> _INSTRUÇÃO ESCRITA A_:
As afirmações abaixo estão de acordo com o texto sobre a corrupção? Para cada uma, responda sim ou não e cite literalmente as palavras do texto que o decidem.
(i) A série «Lei e Corrupção» passou na RTP2.
(ii) É sobretudo pela via judicial que se contrariam as práticas corruptivas instaladas.
(iii) A luta contra a corrupção é comparada à luta contra o terrorismo.

> _BLOCO DE TEXTO_:
┏━━
É raro ler-se, hoje-em-dia, um comentário nas redes sociais sobre assuntos de natureza política, social ou económica, em que não se refira ser este «um país de corruptos».
A questão da corrupção e da desejada luta das autoridades policiais e judiciais contra ela foi apropriada – como era previsível e já se observara noutras latitudes – por aquelas forças políticas e estratos sociais que nunca se identificaram com o regime democrático e que, por fim, encontraram nelas um fator mobilizador para o combaterem.
Por tal razão, e ainda pelo relevo e tipo de enquadramento privilegiadamente escandaloso que, em geral, a comunicação lhes dá, as investigações policiais e judiciais sobre a corrupção têm servido para muita coisa, para muitos discursos e, até, em alguns casos, para, efetivamente, ajudarem a controlar a corrupção e punirem alguns dos seus autores.
Fácil é constatar, porém, que apesar da inegável importância da intervenção judicial, não é, no essencial, por essa via que se contrariam as práticas corruptivas instaladas.
As intervenções policiais e judiciárias apenas podem, com efeito, aspirar, num caso ou noutro, a desvelarem alguns dos esquemas corruptivos mais subtis e identificarem e punirem alguns dos seus autores.
Foi o que, entre nós, aconteceu recentemente, com mérito, num caso muito relevante.
Dada a complexidade e ambiguidade do sistema socio económico que gere a vida de todos nós, para o conseguirem, as autoridades policiais e judiciárias têm, contudo, de se socorrer, frequentemente, de métodos que, mesmo legais, no rigor dos termos, põem em causa muitos dos princípios mais puros da democracia e do estado de direito.
Cada vez mais, para se conseguirem eficientes medidas de investigação e obter resultados no deslindamento da atividade corruptiva é-lhes necessário enveredar por estratégias e esquemas que comprometem e corroem, eles próprios, iniludivelmente, valores, princípios e garantias, desde sempre associados à democracia e ao seu sistema judiciário.
Podemos dizer, assim, que, de alguma maneira, a corrupção gangrena também a alma do dispositivo policial e judiciário que se dirige a combatê-la.
Como aconteceu com o terrorismo, também a chamada luta contra a corrupção vai concebendo formas de atuação que, no limite, podem ter efeito de boomerang: a construção de teorias sobre a prova que subvertem a lógica jurídica clássica, o aproveitamento de informação obtida de forma ilegal, a cooperação ambígua com criminosos assumidos ou declarados, etc.
Aí se encontra o terreno pantanoso onde a justiça democrática pode escorregar e, por fim, soçobrar.
Quem visionou a série inglesa, que passou na RTP2, denominada «Lei e Corrupção» – em inglês «Line of Duty» – poderá compreender melhor como o combate à corrupção, quando centrado primordialmente no inquérito policial e judiciário e socorrendo-se de métodos ínvios, pode ir corroendo, também, as bases morais das próprias autoridades que o travam.
┗━━
> _DADOS DO EXERCÍCIO_:
┏━━
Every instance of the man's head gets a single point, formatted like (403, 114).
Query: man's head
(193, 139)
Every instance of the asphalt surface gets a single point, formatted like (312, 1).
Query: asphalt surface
┗━━
> _INSTRUÇÃO ESCRITA B_:
Reproduza todas as entradas do exercício, sem alterar nada, e deixe de fora o texto sobre a corrupção.

> _SOLUÇÃO A_:
(i) Sim: "que passou na RTP2"
(ii) Não: "não é, no essencial, por essa via que se contrariam as práticas corruptivas instaladas"
(iii) Sim: "Como aconteceu com o terrorismo, também a chamada luta contra a corrupção vai concebendo formas de atuação"

> _SOLUÇÃO B_:
Every instance of the man's head gets a single point, formatted like (403, 114).
Query: man's head
(193, 139)
Every instance of the asphalt surface gets a single point, formatted like (312, 1).
Query: asphalt surface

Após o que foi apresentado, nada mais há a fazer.